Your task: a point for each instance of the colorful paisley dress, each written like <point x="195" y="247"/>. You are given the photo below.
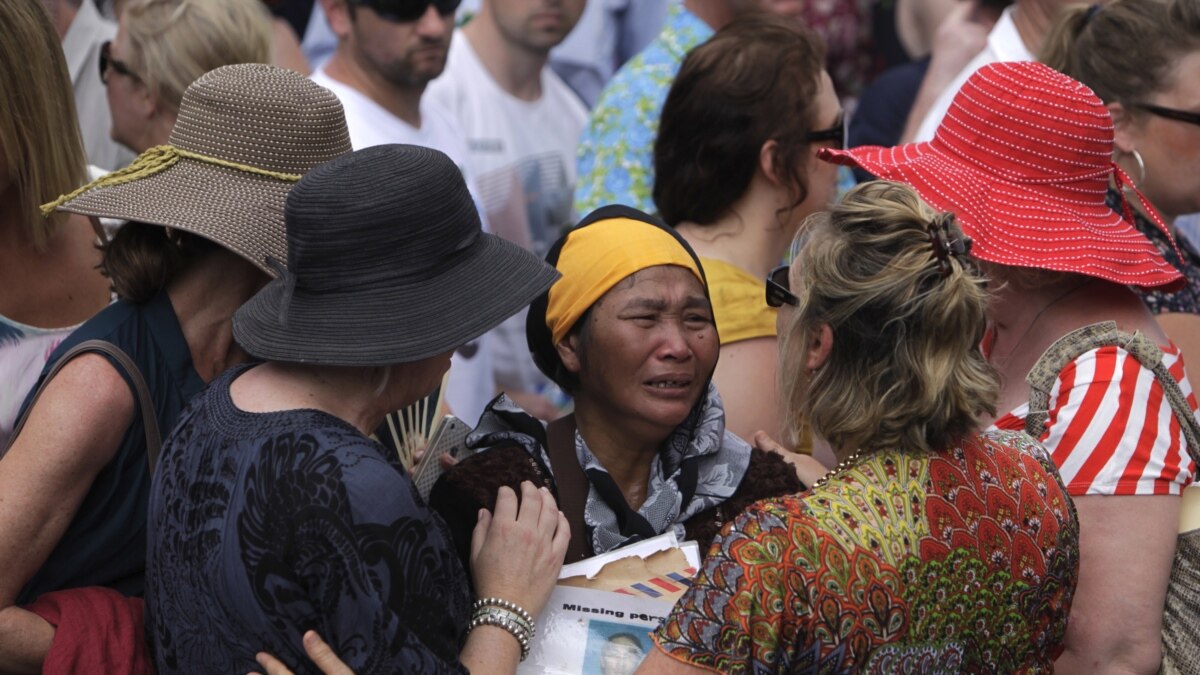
<point x="963" y="561"/>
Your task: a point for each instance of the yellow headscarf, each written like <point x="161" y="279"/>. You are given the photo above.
<point x="597" y="257"/>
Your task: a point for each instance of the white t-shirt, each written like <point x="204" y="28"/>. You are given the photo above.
<point x="522" y="154"/>
<point x="1005" y="43"/>
<point x="472" y="382"/>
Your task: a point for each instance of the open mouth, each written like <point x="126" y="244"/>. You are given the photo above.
<point x="669" y="383"/>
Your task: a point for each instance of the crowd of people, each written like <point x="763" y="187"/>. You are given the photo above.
<point x="937" y="420"/>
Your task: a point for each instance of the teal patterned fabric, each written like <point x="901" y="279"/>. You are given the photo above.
<point x="616" y="156"/>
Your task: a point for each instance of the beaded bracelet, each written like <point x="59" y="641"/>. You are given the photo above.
<point x="529" y="623"/>
<point x="503" y="619"/>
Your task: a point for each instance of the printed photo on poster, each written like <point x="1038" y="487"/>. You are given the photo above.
<point x="615" y="649"/>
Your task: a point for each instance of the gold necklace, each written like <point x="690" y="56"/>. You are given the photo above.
<point x="841" y="466"/>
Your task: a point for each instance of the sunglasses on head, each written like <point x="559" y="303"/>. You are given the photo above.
<point x="107" y="61"/>
<point x="838" y="132"/>
<point x="778" y="293"/>
<point x="407" y="11"/>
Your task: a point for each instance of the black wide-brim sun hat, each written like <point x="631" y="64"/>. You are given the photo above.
<point x="387" y="264"/>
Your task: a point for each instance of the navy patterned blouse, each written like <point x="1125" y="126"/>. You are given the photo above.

=-=-=

● **WRITTEN PROBLEM**:
Rescale the material from the line containing "Your task: a point for each instance of the open" through the end of the material, both ends included, and give only those lines again, requests included. Multiply every x and y coordinate in the answer points by 1.1 and round to whole numbers, with halves rounding up; leave the requests and their sample points unchanged.

● **IN RESPONSE**:
Your task: a point for each instance of the open mouth, each written like <point x="126" y="244"/>. You are given the photo above.
<point x="736" y="421"/>
Your task: a point for each instance of the crowd of people, each written like <point x="763" y="187"/>. You are given the photo above.
<point x="1031" y="462"/>
Your task: a point for each instance of the teal patterned fabric, each written like <point x="901" y="279"/>. You are given the photo above.
<point x="678" y="172"/>
Your task: a point for each instance of the beaded bracelet, each written like <point x="59" y="641"/>. You are given the photo above.
<point x="582" y="685"/>
<point x="553" y="681"/>
Your task: a point for each instance of the printed photo on poster, each written like <point x="1038" y="487"/>. You are given the photo above.
<point x="677" y="714"/>
Your task: a point for each instance of the gold necklace, each written like <point x="690" y="56"/>. You are given the photo above.
<point x="925" y="513"/>
Your task: a point for each instance of the sunglasses on head, each written like <point x="559" y="303"/>. You are given the photo above.
<point x="118" y="67"/>
<point x="922" y="145"/>
<point x="856" y="322"/>
<point x="448" y="12"/>
Your task: a point for each instance of the black wide-brim sun hat, each written like <point x="631" y="64"/>. You are given the photo above.
<point x="426" y="290"/>
Your task: a point for each instance of the navy patterned blouse, each written like <point x="1125" y="126"/>. You are given the photo above.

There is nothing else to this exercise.